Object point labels
#####

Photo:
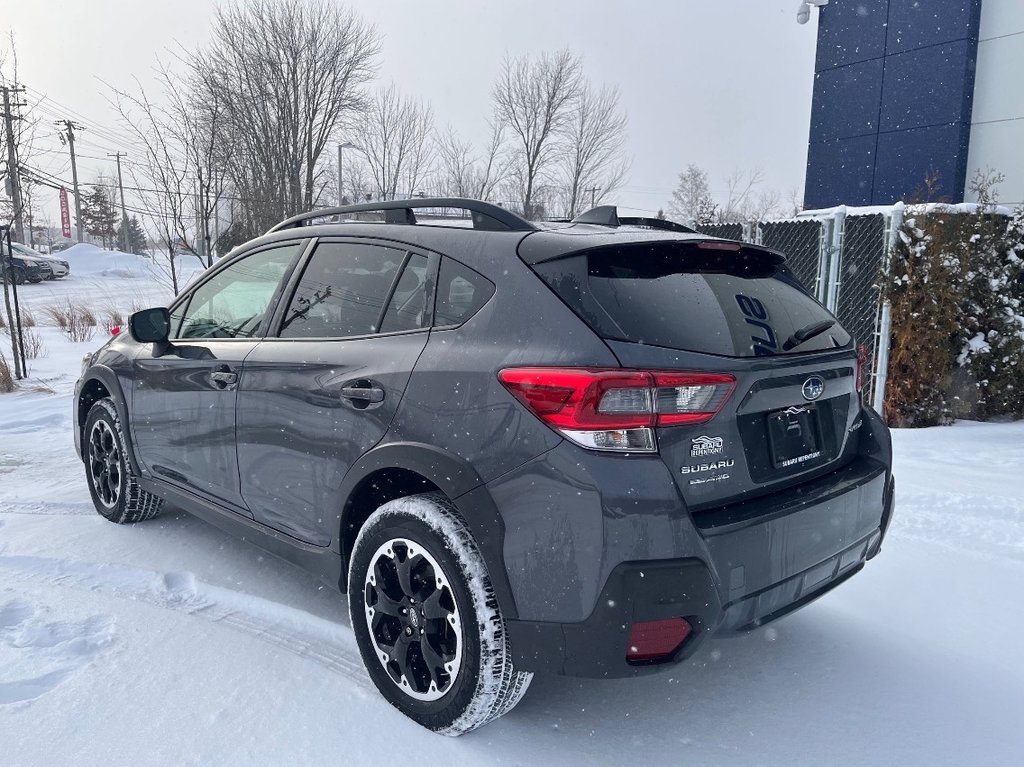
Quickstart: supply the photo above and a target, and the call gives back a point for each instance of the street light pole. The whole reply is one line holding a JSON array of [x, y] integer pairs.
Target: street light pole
[[341, 189]]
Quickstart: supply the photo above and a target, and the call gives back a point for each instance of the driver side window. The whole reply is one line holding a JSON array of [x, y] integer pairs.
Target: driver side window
[[233, 302]]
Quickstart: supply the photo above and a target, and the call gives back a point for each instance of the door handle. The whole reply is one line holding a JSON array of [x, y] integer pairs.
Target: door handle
[[366, 393], [223, 378]]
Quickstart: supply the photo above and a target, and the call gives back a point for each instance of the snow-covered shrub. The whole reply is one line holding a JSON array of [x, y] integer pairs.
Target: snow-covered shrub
[[113, 318], [989, 375], [6, 379], [922, 287], [956, 287], [57, 312], [32, 342]]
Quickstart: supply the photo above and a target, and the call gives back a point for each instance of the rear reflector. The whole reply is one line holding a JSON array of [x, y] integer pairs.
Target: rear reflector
[[656, 640], [862, 354], [616, 410]]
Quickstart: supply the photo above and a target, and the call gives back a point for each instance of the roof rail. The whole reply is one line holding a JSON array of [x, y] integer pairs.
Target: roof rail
[[486, 216], [607, 215]]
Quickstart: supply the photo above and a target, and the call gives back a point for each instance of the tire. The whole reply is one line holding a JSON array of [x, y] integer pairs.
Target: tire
[[115, 488], [474, 682]]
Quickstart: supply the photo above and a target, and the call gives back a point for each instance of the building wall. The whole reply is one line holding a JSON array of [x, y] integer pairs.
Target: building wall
[[997, 122], [893, 91]]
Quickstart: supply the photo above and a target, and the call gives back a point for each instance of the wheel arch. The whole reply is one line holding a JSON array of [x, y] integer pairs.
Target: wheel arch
[[97, 383], [399, 469]]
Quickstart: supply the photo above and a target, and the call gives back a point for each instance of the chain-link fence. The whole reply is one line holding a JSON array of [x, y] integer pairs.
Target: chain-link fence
[[859, 264], [839, 259], [801, 243]]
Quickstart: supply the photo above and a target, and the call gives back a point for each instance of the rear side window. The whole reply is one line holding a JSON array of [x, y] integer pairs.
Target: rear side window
[[408, 307], [461, 293], [343, 291], [682, 297]]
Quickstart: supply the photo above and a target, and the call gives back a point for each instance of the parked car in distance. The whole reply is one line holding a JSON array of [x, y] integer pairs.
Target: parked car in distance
[[18, 267], [574, 449], [57, 267]]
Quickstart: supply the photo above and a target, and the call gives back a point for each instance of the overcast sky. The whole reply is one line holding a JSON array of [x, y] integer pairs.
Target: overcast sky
[[723, 84]]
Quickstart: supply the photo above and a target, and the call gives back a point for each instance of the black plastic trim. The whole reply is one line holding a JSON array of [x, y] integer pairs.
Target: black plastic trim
[[635, 591], [485, 215], [320, 561]]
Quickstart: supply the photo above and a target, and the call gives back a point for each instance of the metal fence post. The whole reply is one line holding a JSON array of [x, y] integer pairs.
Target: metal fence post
[[824, 248], [836, 258], [885, 322]]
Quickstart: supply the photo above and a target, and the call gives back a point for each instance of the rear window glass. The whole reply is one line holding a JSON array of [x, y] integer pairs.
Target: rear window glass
[[461, 292], [675, 295]]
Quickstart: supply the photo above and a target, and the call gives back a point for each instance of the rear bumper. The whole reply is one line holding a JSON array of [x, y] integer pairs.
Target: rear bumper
[[749, 582]]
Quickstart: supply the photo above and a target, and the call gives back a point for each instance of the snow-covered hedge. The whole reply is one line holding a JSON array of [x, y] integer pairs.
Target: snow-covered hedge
[[956, 286]]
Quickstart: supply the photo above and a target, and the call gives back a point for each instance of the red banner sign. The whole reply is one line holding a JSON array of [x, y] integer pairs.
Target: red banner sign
[[65, 214]]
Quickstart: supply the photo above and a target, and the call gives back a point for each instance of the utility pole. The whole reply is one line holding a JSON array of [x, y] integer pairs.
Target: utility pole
[[124, 216], [69, 136], [15, 176]]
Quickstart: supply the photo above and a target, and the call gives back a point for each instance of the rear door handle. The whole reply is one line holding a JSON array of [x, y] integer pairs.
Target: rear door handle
[[366, 393], [223, 378]]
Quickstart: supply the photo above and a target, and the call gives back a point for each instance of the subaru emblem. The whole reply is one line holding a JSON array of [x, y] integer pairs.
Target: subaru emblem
[[813, 388]]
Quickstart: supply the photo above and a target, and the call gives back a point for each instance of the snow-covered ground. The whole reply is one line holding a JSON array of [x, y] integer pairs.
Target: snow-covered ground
[[170, 643]]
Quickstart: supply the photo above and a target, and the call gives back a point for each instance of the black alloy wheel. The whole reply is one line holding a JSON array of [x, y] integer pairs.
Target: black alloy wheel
[[413, 620], [105, 464]]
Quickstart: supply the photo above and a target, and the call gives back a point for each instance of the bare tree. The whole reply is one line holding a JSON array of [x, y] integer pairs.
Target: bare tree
[[290, 74], [739, 187], [691, 201], [534, 99], [593, 161], [394, 136], [198, 112], [463, 172], [163, 177]]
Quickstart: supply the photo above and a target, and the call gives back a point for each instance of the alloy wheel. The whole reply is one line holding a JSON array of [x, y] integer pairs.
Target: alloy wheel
[[104, 464], [413, 619]]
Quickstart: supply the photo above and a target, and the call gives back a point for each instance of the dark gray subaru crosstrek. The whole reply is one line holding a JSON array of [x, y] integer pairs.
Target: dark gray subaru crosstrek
[[576, 449]]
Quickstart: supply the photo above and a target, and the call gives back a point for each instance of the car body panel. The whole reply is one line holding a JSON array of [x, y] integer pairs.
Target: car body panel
[[183, 421], [298, 434]]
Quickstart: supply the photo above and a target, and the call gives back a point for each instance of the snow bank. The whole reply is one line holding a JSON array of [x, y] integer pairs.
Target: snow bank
[[920, 208], [90, 260]]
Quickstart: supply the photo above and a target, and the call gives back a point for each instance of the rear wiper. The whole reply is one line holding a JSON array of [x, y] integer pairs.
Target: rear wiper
[[806, 334]]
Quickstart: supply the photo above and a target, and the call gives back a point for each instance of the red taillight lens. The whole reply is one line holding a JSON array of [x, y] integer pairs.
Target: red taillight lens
[[616, 409], [656, 640]]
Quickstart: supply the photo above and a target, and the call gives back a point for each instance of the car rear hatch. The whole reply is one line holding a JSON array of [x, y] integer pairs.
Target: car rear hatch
[[734, 311]]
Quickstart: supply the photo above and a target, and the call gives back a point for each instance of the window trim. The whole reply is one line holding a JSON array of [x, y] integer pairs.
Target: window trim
[[292, 285], [184, 299]]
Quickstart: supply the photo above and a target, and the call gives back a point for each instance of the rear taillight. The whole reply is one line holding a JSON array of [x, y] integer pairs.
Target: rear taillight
[[616, 410]]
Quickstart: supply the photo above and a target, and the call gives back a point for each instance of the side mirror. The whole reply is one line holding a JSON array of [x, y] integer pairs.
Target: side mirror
[[151, 326]]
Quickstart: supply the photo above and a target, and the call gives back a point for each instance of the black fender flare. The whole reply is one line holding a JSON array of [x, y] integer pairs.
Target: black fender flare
[[457, 479], [112, 383]]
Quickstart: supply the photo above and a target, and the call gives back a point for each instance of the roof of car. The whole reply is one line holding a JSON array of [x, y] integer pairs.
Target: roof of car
[[460, 237]]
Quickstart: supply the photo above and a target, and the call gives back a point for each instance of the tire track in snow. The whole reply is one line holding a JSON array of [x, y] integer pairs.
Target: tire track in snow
[[329, 644], [48, 508], [37, 655]]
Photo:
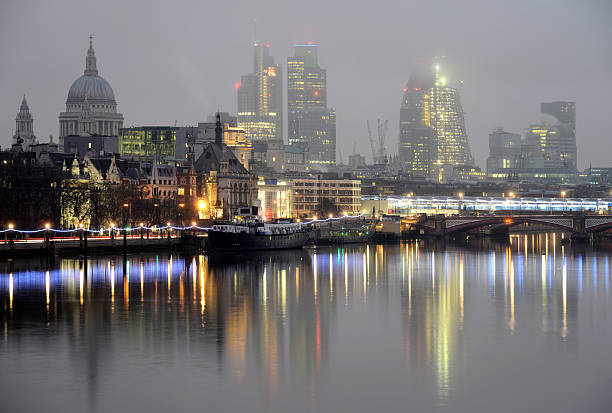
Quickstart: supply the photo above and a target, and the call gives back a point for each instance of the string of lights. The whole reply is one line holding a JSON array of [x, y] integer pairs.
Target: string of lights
[[149, 228]]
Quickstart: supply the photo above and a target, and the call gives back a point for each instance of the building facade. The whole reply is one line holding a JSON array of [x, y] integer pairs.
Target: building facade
[[311, 124], [148, 142], [504, 150], [260, 97], [225, 185], [560, 145], [275, 198], [432, 127], [91, 108], [316, 197]]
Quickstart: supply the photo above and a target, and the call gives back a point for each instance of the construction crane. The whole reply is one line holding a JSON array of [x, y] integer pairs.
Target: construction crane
[[378, 144]]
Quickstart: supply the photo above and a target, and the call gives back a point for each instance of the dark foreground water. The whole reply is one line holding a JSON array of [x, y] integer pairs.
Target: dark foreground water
[[525, 326]]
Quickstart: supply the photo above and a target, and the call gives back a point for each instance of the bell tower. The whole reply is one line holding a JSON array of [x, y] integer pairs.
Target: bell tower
[[24, 126]]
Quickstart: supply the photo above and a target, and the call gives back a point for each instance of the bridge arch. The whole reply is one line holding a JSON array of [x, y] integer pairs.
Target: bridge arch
[[462, 224]]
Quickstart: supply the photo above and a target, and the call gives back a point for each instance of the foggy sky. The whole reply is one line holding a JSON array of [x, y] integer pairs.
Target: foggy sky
[[178, 60]]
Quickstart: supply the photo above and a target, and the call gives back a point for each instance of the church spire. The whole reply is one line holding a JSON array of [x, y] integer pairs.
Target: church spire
[[218, 131], [24, 105], [90, 60]]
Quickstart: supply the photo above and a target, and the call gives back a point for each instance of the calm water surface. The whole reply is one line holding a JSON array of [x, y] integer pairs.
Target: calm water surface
[[525, 326]]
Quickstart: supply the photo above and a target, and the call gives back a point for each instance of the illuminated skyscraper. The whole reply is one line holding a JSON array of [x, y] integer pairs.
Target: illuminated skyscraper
[[311, 123], [260, 97], [560, 145], [432, 127]]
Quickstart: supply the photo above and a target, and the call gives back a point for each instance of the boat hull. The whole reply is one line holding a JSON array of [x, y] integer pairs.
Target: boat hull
[[227, 241]]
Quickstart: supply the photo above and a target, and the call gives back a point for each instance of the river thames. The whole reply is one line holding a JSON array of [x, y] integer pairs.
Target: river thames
[[504, 327]]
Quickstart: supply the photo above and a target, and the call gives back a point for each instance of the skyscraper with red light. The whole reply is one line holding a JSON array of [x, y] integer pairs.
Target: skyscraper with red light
[[260, 97], [432, 130], [311, 123]]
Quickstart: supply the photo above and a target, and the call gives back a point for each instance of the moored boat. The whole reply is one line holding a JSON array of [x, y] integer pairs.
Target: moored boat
[[257, 235]]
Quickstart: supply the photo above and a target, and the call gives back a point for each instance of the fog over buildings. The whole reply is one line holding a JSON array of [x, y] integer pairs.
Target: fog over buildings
[[179, 61]]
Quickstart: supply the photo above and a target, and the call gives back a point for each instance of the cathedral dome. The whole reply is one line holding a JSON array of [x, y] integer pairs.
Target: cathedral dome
[[94, 87], [91, 85]]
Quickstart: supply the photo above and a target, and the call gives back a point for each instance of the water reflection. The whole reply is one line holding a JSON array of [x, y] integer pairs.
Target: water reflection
[[294, 325]]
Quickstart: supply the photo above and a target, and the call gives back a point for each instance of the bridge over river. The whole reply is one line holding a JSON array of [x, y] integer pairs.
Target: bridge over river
[[580, 225]]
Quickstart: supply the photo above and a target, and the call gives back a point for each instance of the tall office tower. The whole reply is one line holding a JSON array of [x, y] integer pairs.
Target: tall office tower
[[260, 97], [561, 145], [311, 124], [432, 127], [504, 150]]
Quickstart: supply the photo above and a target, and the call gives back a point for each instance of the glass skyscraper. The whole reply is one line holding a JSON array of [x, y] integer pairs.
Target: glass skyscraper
[[311, 124], [260, 97], [432, 126]]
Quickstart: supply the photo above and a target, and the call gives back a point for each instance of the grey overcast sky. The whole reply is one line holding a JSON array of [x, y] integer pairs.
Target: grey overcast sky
[[177, 60]]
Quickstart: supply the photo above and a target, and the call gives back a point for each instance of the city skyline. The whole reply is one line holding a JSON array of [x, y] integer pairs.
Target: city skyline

#####

[PROBLEM]
Copy the lines of the listing above exactly, starting with the line containing "of the metal" and continuing through the line containing "[[956, 286]]".

[SOLUTION TO THIS PROBLEM]
Quickstart: supply the photo above and a target, and the call gives back a point for each instance of the metal fence post. The whole reply is one line holding a JSON array of [x, y] integer pairs.
Target: metal fence post
[[824, 248], [836, 258], [885, 322]]
Quickstart: supply the photo above and a target, and the call gives back a point for each instance of the rear window glass. The whole reply is one line holding a JSON array of [x, y] integer pairs.
Target: rear window glass
[[461, 292], [675, 295]]
Quickstart: supply the photo above and a target, and the call gives back a point for each instance of the rear bumper. The whole reply is one line holding a JSON array of [x, y] integer pairs.
Target: rear bumper
[[749, 582]]
Quickstart: supply the photo above and a target, and the call gives back a point for each instance of the snow-covered hedge. The whole reply is one line holding a JSON array of [x, y] integer pairs.
Target: snow-covered hedge
[[956, 286]]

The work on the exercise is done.